Beitrag von Max_Cohen »

Rets hat geschrieben:Ich verstehe nich ganz, was du mir sagen willst.
Ich habe versucht darzulegen, wie man bei einer Seitenzahlbegrenzung priorisieren kann (und z.T. auch muss).
Ich gehe mit dir, dass Lehrer als Akademiker ihren Job auf Basis empirischer Studien bzw. allgemein: aktueller Forschung ausüben müssen. Genau dies müssen sie dann auch darlegen können. Ich fände es aber ziemlich hartherzig, jedem das Lehrersein abzusprechen, der das nicht super klar schriftlich darlegen kann.
So war das gar nicht gemeint. Ich extrapoliere hier tatsächlich meine begrenzte Erfahrung, die ich durch Korrekturlesen zahlreicher Entwürfe gesammelt habe (die aber durch meine Ausbilder immer wieder bestätigt wurde): Die meisten Ko-Referendare haben Unterricht nach dem Zufallsprinzip geplant und dementsprechend im Entwurf keine einzige Begründung für eine Entscheidung liefern können. Es war eine einzige Nacherzählung des Verlaufsplans. Wenn man sich aber umgekehrt die zielführenden Gedanken bereits gemacht hat, dann hat man doch bereits eine sehr klare Gliederung für den Text und muss nur noch ganze Sätze daraus basteln.

• _AUFGABEN UND PROBLEME_
- a) Kannst du aus dem Forumsbeitrag über Unterrichtsentwürfe den Abschnitt von "Ich habe versucht" bis einschließlich "schriftlich darlegen kann." wortgetreu abdrucken?
- b) Wie ginge der Forumsbeitrag über Unterrichtsentwürfe im Referendariat nach seinem letzten Satz weiter? Schreib ihn fort.

• _GESAMMELTE DATEN_
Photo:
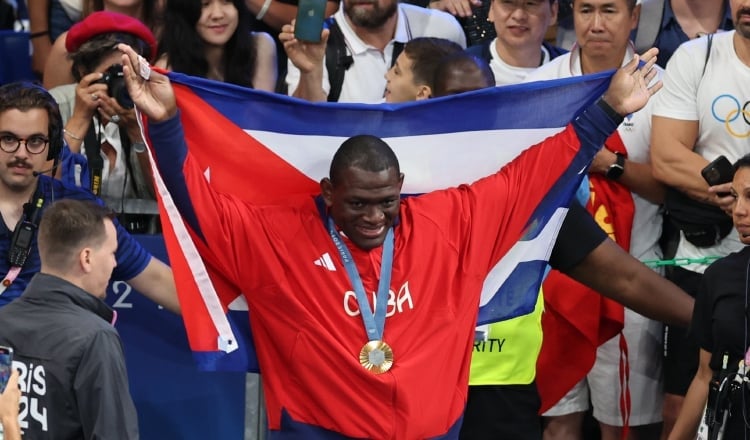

• _ERGEBNISSE JE AUFGABE_
- a)
Ich habe versucht darzulegen, wie man bei einer Seitenzahlbegrenzung priorisieren kann (und z.T. auch muss).
Ich gehe mit dir, dass Lehrer als Akademiker ihren Job auf Basis empirischer Studien bzw. allgemein: aktueller Forschung ausüben müssen. Genau dies müssen sie dann auch darlegen können. Ich fände es aber ziemlich hartherzig, jedem das Lehrersein abzusprechen, der das nicht super klar schriftlich darlegen kann.

- b)
Übrigens: Neben der didaktischen Analyse des Gegenstandes ist die Lerngruppe sehr wohl ein gleichberechtigt wichtiger Aspekt für die Stundenplanung. Und da macht es schon einen Unterschied. Ich habe mal in einer Stunde in Klasse 7 Mathematik (kein UB) den Alkoholgehalt eines Bieres ausrechnen lassen (Prozentrechnung halt). Dafür habe ich aus der Chemie Messbecher geholt, das Bier rein gekippt und später haben wir dann den tatsächlichen Anteil an Alkohol mit Spiritus in kleineren Messbechern dargestellt. Hier spielt die Lerngruppe eine erhebliche Rolle. Hinzu kommt die Beziehung, die ich zur Lerngruppe habe. So etwas würde ich bei weitem nicht in jeder Klasse machen. Da gibt es genug pubertierende Jugendliche, die ausflippen würden, sobald man ein Bier mit in den Unterricht bringt.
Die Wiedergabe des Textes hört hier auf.